[Items from a data source]
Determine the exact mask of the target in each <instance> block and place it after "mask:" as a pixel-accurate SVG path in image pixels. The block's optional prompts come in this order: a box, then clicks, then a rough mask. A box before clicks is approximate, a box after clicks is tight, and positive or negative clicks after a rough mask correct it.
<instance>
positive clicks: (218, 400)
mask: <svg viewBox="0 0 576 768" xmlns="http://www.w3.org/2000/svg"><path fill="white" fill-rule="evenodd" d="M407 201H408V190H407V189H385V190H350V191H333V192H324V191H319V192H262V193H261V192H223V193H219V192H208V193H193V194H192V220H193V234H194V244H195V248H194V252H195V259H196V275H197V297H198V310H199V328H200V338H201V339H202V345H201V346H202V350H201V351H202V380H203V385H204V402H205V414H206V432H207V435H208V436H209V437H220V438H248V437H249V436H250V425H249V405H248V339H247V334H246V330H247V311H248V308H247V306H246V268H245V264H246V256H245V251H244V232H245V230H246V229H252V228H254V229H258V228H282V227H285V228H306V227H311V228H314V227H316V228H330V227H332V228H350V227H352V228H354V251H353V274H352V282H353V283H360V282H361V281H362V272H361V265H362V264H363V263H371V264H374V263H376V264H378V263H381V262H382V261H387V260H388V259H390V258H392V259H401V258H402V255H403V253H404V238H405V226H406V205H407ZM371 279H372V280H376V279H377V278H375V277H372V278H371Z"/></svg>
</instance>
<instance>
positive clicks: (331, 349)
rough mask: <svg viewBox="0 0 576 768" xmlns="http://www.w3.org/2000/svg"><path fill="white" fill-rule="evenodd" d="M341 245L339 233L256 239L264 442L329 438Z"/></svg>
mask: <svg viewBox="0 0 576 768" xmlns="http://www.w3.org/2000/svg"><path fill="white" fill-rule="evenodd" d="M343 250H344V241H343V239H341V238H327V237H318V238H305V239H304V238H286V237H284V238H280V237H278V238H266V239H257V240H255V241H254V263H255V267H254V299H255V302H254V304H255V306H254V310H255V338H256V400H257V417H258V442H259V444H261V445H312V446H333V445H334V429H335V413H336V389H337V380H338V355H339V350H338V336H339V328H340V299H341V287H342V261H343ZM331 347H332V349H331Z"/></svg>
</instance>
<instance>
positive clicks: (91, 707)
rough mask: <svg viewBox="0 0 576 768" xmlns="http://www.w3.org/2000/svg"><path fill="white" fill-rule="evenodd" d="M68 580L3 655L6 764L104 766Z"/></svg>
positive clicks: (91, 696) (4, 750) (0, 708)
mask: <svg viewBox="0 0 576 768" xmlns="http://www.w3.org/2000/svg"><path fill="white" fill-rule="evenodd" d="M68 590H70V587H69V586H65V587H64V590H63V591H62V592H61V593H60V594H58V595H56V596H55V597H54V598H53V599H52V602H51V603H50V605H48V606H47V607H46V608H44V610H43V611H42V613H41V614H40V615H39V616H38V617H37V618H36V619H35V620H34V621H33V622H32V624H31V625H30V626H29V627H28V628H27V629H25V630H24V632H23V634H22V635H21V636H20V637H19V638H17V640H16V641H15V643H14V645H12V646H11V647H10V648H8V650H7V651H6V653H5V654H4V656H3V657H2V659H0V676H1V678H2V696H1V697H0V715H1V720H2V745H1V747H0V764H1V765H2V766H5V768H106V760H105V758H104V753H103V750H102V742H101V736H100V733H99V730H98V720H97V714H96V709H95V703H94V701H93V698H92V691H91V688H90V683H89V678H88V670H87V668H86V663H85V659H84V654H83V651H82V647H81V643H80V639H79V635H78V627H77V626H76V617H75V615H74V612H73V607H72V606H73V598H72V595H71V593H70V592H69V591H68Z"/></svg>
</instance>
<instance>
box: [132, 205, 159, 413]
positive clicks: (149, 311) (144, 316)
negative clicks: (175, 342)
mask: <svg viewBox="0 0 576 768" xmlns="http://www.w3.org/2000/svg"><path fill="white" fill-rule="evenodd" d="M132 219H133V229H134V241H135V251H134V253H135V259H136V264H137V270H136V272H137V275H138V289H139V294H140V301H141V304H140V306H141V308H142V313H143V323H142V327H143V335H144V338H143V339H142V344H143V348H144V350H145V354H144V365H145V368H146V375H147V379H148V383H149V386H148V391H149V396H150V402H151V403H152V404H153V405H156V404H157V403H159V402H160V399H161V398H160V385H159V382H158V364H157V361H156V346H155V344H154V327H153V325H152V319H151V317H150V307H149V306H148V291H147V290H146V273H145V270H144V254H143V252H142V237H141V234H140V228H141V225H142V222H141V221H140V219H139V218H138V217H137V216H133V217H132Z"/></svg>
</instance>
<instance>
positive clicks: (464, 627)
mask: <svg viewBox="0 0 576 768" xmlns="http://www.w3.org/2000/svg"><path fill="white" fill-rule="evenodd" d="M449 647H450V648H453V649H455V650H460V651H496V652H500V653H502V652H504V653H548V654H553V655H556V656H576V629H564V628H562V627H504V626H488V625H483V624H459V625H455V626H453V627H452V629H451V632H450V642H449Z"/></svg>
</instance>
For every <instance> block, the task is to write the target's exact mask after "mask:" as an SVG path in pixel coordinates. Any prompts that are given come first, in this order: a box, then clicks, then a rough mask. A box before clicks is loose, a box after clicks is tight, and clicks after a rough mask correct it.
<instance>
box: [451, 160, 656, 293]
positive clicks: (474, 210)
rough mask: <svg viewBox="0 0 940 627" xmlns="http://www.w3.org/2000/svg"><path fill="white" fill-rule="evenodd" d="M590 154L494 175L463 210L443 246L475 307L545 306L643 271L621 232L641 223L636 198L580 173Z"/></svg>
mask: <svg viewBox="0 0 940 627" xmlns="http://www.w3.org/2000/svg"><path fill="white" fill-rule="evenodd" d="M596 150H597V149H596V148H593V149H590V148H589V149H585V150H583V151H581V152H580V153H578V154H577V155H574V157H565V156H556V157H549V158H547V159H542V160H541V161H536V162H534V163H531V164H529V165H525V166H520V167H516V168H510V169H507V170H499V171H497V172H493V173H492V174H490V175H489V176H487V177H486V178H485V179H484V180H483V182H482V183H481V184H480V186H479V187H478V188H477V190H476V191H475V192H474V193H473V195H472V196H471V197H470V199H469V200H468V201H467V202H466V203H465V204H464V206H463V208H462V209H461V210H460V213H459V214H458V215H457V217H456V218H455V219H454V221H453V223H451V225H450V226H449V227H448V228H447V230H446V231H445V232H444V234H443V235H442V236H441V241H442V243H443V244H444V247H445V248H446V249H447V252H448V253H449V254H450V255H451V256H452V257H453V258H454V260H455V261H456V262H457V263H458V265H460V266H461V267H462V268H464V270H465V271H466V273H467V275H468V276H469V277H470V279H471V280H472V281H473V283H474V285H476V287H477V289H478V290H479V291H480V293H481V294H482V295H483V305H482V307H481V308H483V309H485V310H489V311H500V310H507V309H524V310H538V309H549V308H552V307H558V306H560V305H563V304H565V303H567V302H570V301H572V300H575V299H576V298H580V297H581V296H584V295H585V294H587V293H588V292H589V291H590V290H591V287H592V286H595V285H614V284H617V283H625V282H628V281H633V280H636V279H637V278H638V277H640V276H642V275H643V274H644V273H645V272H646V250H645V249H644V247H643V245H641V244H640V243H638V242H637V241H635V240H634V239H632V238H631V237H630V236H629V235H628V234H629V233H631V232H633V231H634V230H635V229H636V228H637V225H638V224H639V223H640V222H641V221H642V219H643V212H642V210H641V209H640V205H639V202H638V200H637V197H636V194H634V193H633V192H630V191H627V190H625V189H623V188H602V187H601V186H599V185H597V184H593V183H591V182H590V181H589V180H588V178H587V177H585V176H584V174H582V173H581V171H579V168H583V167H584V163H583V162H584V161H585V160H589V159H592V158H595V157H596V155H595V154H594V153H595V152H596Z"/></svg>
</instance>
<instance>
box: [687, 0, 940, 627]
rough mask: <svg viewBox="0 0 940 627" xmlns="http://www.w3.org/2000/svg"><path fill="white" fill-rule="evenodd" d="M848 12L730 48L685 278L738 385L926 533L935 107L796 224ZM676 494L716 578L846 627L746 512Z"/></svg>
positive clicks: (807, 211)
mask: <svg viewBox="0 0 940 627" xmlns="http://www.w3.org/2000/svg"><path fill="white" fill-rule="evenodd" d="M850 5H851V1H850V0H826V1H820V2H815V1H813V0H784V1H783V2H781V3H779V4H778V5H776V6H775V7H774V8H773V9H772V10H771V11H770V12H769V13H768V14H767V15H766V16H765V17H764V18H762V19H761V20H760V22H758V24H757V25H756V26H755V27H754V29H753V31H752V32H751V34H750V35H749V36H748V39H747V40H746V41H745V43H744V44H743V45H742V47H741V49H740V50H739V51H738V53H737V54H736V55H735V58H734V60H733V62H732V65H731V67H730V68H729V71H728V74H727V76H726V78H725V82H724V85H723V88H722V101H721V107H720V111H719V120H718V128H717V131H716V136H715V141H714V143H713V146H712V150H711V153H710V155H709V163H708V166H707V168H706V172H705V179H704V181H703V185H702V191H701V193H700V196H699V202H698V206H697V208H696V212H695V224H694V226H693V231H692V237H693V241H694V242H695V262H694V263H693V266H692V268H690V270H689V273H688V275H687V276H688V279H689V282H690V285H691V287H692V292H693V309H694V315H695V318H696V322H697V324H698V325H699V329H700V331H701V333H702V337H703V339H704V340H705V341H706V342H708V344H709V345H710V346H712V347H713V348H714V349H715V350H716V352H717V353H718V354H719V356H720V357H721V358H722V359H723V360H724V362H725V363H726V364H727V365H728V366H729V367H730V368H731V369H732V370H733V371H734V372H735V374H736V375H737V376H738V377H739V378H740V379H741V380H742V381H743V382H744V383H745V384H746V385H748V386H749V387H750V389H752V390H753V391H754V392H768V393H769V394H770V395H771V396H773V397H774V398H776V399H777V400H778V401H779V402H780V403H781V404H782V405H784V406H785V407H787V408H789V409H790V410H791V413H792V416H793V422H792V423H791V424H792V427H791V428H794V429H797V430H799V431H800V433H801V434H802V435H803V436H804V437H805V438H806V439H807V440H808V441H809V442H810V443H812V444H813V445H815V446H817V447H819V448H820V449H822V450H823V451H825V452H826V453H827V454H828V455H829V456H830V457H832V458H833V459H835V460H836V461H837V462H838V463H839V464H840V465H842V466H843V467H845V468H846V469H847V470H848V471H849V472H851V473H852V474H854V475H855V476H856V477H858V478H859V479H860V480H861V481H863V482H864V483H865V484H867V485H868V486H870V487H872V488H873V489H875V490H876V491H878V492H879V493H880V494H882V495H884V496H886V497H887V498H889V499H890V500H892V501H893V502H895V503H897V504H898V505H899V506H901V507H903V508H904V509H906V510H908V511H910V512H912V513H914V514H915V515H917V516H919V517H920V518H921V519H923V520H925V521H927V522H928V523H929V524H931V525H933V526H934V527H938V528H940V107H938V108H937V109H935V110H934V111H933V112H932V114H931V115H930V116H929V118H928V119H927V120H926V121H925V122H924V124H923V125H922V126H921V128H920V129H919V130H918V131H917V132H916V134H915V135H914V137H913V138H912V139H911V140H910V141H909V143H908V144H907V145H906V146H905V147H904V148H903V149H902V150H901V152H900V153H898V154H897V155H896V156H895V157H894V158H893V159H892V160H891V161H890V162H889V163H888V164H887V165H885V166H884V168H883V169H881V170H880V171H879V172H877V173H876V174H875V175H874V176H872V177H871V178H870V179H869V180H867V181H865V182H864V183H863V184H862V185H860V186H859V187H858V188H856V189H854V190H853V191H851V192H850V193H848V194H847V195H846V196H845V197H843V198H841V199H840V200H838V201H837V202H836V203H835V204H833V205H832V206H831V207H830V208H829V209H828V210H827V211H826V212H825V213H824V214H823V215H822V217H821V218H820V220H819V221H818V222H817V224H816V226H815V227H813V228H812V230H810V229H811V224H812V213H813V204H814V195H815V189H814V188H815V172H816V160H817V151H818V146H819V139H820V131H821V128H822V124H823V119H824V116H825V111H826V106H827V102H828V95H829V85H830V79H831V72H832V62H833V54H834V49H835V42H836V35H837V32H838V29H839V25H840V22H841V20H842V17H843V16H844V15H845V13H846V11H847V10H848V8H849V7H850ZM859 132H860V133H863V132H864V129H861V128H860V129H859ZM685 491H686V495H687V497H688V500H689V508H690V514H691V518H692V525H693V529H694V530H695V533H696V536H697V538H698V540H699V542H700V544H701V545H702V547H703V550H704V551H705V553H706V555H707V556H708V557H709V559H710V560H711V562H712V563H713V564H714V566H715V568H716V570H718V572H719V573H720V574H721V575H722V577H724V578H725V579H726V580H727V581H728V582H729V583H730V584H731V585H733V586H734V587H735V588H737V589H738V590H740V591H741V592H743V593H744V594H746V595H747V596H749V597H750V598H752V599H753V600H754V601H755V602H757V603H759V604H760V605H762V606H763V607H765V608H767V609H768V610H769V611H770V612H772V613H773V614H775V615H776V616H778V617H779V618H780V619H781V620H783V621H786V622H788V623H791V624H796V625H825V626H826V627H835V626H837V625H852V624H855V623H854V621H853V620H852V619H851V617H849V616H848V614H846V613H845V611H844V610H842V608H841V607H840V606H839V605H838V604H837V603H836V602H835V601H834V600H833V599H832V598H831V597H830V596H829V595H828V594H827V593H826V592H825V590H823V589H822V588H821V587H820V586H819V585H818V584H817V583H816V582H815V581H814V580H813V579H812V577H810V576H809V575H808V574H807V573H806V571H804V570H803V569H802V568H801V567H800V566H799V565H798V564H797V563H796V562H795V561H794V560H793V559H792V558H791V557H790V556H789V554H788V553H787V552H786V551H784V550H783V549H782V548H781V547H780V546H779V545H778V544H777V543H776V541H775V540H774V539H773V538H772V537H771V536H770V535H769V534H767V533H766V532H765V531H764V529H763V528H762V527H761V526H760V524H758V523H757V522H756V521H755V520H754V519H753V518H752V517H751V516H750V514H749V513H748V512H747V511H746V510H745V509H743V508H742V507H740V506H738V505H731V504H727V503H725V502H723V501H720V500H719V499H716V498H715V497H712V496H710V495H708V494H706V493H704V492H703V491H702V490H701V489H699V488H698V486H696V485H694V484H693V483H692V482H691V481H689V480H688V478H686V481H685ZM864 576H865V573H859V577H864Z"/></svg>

**Task description**
Beginning with the opening line above, retype the records exactly through the line with "positive clicks: (331, 349)", both ends included.

**Reply to the exercise**
Determine the exact mask of the target in each <instance> block and place it after "mask:" as a pixel-accurate SVG path in image pixels. The block's optional prompts come in this order: a box, then clicks, then a rough mask. A box before clicks is approximate, a box after clicks is tight, and positive or negative clicks after a rough mask correct it.
<instance>
positive clicks: (218, 400)
mask: <svg viewBox="0 0 576 768" xmlns="http://www.w3.org/2000/svg"><path fill="white" fill-rule="evenodd" d="M407 201H408V190H407V189H385V190H350V191H333V192H324V191H319V192H262V193H261V192H223V193H219V192H208V193H193V194H192V220H193V234H194V244H195V248H194V252H195V259H196V275H197V297H198V310H199V328H200V338H201V339H202V345H201V346H202V350H201V351H202V380H203V385H204V402H205V414H206V432H207V435H208V436H209V437H220V438H248V437H249V436H250V425H249V405H248V339H247V334H246V330H247V311H248V308H247V306H246V268H245V264H246V256H245V251H244V232H245V230H246V229H252V228H254V229H258V228H282V227H285V228H306V227H311V228H314V227H316V228H330V227H332V228H350V227H352V228H354V251H353V274H352V282H353V283H360V282H361V281H362V272H361V265H362V264H363V263H371V264H374V263H376V264H378V263H381V262H382V261H387V260H388V259H390V258H392V259H401V258H402V255H403V253H404V238H405V226H406V205H407ZM371 279H372V280H376V279H377V278H375V277H372V278H371Z"/></svg>
</instance>
<instance>
positive clicks: (331, 349)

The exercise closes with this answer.